THE TASKS:
A) Summarize the passage on SIMD code for Blake2 in two sentences.
B) Show every line of the listing that contains the word "cobblestone", treating uppercase and lowercase as different.

PASSAGE:
──────────
The solution which worked in the end was to use `include!`. This
prevents the compiler from even trying to parse the "extern" block
unless the nightly-only cargo feature "simd" is enabled.
Also simplifies the SIMD code, and uses builtin operations for shifts
and shuffles. For x86 and x86_64, and VREV shuffles on arm, the compiler
does a good job.
Unfortunately, the compiler fails to use VEXT for shuffles on arm, and
the inline assembly for it crashes the LLVM compiler, so I removed it in
this commit.
It seems that the compiler is not smart enough to avoid the abstraction
penalty in the 32-bit case. Passing the vector directly instead of
encapsulating it inside a struct made the SIMD Blake2s code now very
slightly *faster* than the non-SIMD Blake2s code.
Go all the way and manually vectorize the code, using a generic
4-element vector type, and add both a fallback implementation and an
attempt at a SSE2 implementation using LLVM intrinsics.
The experiment was not successful; the SIMD code for some reason is much
slower. Interestingly, however, the fallback code was much faster for
Blake2s, and only slightly slower for Blake2b. Now both implementations
are around 80% of the speed of the SIMD-optimized reference libb2 code.
──────────
RECORDS FOR THIS TASK:
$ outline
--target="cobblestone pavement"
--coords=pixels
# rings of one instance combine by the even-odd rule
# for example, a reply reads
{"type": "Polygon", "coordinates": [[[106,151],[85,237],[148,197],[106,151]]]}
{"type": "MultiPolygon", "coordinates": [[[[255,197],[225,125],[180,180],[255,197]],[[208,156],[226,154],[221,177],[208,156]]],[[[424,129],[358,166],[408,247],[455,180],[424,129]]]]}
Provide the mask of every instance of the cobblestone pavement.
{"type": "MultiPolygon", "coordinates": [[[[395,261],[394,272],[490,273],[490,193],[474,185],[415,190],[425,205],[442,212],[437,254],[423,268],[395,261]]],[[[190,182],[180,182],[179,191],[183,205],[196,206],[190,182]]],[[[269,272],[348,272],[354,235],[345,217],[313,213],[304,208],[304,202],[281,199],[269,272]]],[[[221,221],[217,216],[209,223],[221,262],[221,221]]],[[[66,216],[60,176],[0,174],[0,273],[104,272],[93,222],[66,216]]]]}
──────────
SOLUTIONS TO THE TASKS:
A) Using `include!` keeps the compiler from parsing the "extern" block unless the nightly-only "simd" feature is enabled, and builtin operations now handle shifts and shuffles, while the inline assembly for VEXT on arm was removed because it crashes the LLVM compiler. A later attempt at manual vectorization with a generic 4-element vector type made the SIMD code much slower, but the fallback code was much faster for Blake2s and only slightly slower for Blake2b, leaving both implementations at around 80% of the speed of the reference libb2 code.

B)
--target="cobblestone pavement"
Provide the mask of every instance of the cobblestone pavement.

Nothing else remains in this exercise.